(Work to complete): Copy all of the items below line for line, leaving every character unchanged.

(Provided data):
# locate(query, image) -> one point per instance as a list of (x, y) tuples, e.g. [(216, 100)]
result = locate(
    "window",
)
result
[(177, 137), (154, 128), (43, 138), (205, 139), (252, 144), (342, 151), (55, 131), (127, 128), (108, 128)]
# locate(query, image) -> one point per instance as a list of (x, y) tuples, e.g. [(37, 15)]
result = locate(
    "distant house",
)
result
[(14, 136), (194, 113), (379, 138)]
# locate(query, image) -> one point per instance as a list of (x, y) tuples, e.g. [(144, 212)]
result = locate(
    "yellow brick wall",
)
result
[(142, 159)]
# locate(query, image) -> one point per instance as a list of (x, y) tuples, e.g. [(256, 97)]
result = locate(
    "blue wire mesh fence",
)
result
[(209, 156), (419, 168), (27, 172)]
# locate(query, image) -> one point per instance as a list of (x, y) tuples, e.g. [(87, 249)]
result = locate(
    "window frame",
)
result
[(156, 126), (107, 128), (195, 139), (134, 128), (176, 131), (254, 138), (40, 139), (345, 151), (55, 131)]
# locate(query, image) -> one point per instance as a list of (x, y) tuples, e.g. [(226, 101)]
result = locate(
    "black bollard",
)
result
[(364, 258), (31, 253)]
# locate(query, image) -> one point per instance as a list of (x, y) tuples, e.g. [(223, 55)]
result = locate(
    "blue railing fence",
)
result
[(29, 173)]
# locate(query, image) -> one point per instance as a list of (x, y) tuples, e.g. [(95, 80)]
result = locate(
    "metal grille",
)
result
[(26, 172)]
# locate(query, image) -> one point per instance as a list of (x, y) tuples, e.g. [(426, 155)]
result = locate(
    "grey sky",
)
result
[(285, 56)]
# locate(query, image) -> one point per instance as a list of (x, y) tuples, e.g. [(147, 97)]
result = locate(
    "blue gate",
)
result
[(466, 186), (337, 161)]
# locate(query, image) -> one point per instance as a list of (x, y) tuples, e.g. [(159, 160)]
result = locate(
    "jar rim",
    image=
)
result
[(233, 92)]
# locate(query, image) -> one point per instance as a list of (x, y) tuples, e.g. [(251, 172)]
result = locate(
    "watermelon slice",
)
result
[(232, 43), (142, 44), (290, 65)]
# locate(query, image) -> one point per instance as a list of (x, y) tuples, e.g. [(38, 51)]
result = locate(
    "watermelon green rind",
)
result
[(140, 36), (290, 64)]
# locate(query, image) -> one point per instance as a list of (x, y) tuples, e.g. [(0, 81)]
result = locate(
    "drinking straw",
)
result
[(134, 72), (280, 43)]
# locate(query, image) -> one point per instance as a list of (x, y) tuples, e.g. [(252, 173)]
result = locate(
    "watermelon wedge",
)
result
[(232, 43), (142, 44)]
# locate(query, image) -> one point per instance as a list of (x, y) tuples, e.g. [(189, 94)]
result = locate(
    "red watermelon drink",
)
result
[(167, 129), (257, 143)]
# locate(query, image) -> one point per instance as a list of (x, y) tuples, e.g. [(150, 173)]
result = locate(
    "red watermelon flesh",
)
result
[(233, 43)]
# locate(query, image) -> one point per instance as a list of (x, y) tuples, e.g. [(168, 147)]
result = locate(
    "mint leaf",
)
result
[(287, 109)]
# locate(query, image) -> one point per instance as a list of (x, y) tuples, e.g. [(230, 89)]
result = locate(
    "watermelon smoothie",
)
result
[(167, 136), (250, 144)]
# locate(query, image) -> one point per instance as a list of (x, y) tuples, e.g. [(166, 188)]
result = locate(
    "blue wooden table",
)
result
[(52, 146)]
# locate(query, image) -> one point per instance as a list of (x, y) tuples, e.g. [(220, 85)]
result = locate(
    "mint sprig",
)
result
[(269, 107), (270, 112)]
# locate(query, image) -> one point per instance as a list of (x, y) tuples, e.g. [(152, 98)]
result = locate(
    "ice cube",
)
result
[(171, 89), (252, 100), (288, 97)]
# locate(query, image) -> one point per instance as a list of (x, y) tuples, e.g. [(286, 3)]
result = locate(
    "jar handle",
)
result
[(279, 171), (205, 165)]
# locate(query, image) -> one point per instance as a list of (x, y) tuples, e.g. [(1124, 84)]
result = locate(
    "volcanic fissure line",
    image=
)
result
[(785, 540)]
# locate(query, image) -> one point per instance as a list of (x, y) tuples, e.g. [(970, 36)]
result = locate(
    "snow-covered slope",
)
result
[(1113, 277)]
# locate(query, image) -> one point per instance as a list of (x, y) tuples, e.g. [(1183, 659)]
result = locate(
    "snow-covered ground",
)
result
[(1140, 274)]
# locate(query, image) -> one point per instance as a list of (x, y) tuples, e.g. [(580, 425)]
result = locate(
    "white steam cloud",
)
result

(Result below):
# locate(query, image) -> one point per instance as a list of (x, y) tuples, e.g. [(216, 100)]
result = locate(
    "window",
)
result
[(177, 137), (154, 128), (43, 138), (205, 139), (252, 144), (342, 151), (55, 131), (127, 128), (108, 128)]
# locate(query, image) -> one point per instance as a list of (x, y) tuples, e.g. [(37, 15)]
result = locate(
    "distant house",
)
result
[(14, 136), (194, 113), (379, 138)]
# locate(query, image) -> one point per instance as a list of (x, y) tuples, e.g. [(144, 212)]
result = locate(
    "yellow brick wall",
)
result
[(142, 159)]
# locate(query, image) -> one point per instance as a list of (x, y) tuples, e.g. [(256, 97)]
result = locate(
    "blue wire mesh fence",
)
result
[(209, 156), (419, 168), (27, 172)]
# locate(query, image) -> one point per instance as a list of (x, y) tuples, e.g. [(87, 249)]
result = locate(
    "window frame",
)
result
[(156, 126), (107, 128), (195, 139), (134, 128), (176, 131), (254, 138), (40, 139), (345, 151), (55, 131)]
# locate(query, image) -> one point per instance as a list of (x, y) tuples, e.g. [(226, 101)]
result = locate(
    "black bollard",
)
result
[(364, 258), (31, 253)]
# locate(query, image) -> one point per instance as a list of (x, y) tuples, e.g. [(223, 55)]
result = locate(
    "blue railing fence",
)
result
[(29, 173)]
# locate(query, image) -> one point per instance as a list of (x, y) tuples, e.g. [(95, 80)]
result = locate(
    "metal grille",
)
result
[(26, 172)]
# locate(query, image) -> one point per instance as a list of (x, y) tuples, e.g. [(426, 155)]
result = locate(
    "grey sky",
)
result
[(285, 56)]
# locate(query, image) -> one point per instance as a list of (x, y) tuples, e.g. [(147, 97)]
result = locate(
    "blue gate",
)
result
[(466, 186), (337, 161)]
# locate(query, image) -> one point per instance as a list of (x, y) tuples, e.g. [(159, 160)]
result = locate(
    "jar rim",
    image=
)
result
[(233, 92)]
# locate(query, image) -> one point per instance as a list of (x, y) tuples, e.g. [(251, 172)]
result = locate(
    "watermelon slice",
)
result
[(232, 43), (142, 44), (290, 65)]
# locate(query, image) -> one point per instance as a list of (x, y) tuples, e.g. [(38, 51)]
result = locate(
    "watermelon green rind",
)
result
[(140, 36), (290, 64)]
# locate(query, image) -> one point per instance as a list of (x, y) tuples, e.g. [(0, 81)]
result = locate(
    "drinking straw",
)
result
[(134, 72), (280, 43)]
# locate(query, image) -> one point per instance as a list of (x, y) tuples, e.g. [(252, 173)]
result = locate(
    "watermelon wedge",
)
result
[(232, 43), (142, 44)]
# locate(query, image) -> one point per instance as a list of (x, y) tuples, e.g. [(189, 94)]
result = locate(
    "red watermelon drink",
)
result
[(167, 129), (257, 143)]
# locate(query, image) -> one point per instance as a list of (x, y) tuples, e.g. [(150, 173)]
result = locate(
    "red watermelon flesh",
)
result
[(233, 43)]
# locate(query, image) -> one point per instance as a list of (x, y) tuples, e.g. [(168, 147)]
result = locate(
    "mint leaf",
)
result
[(287, 109)]
# locate(query, image) -> one point per instance as a list of (x, y) tuples, e.g. [(230, 89)]
result = locate(
    "watermelon smoothie",
)
result
[(167, 136), (250, 144)]
# locate(query, image) -> one point per instance as a list of (x, y) tuples, e.g. [(166, 188)]
result = locate(
    "blue wooden table",
)
result
[(52, 146)]
# locate(query, image) -> one point per instance as a list of (x, y) tuples, e.g. [(220, 85)]
result = locate(
    "mint sprig",
)
result
[(269, 107), (270, 112)]
# locate(query, image) -> one point per instance as a list of (x, y) tuples, e.g. [(152, 98)]
result = locate(
    "ice cube",
)
result
[(171, 89), (252, 100), (288, 97)]
# locate(query, image) -> one point per instance as a list of (x, y) tuples, e.g. [(286, 3)]
result = locate(
    "jar handle",
)
result
[(279, 171), (205, 165)]
# locate(query, image) -> one point per instance as a list of (x, y) tuples, e.g. [(1124, 84)]
result = locate(
    "volcanic fissure line",
    image=
)
result
[(785, 540)]
# locate(query, image) -> one point per instance as a list of (x, y) tuples, e.g. [(970, 36)]
result = locate(
    "snow-covered slope",
)
result
[(1113, 277)]
# locate(query, image) -> one point per instance as a list of (x, y) tuples, e.g. [(1183, 659)]
result = locate(
    "snow-covered ground",
)
result
[(1140, 274)]
# locate(query, image) -> one point per instance as a list of (x, y) tuples, e.g. [(580, 425)]
result = locate(
    "white steam cloud",
)
result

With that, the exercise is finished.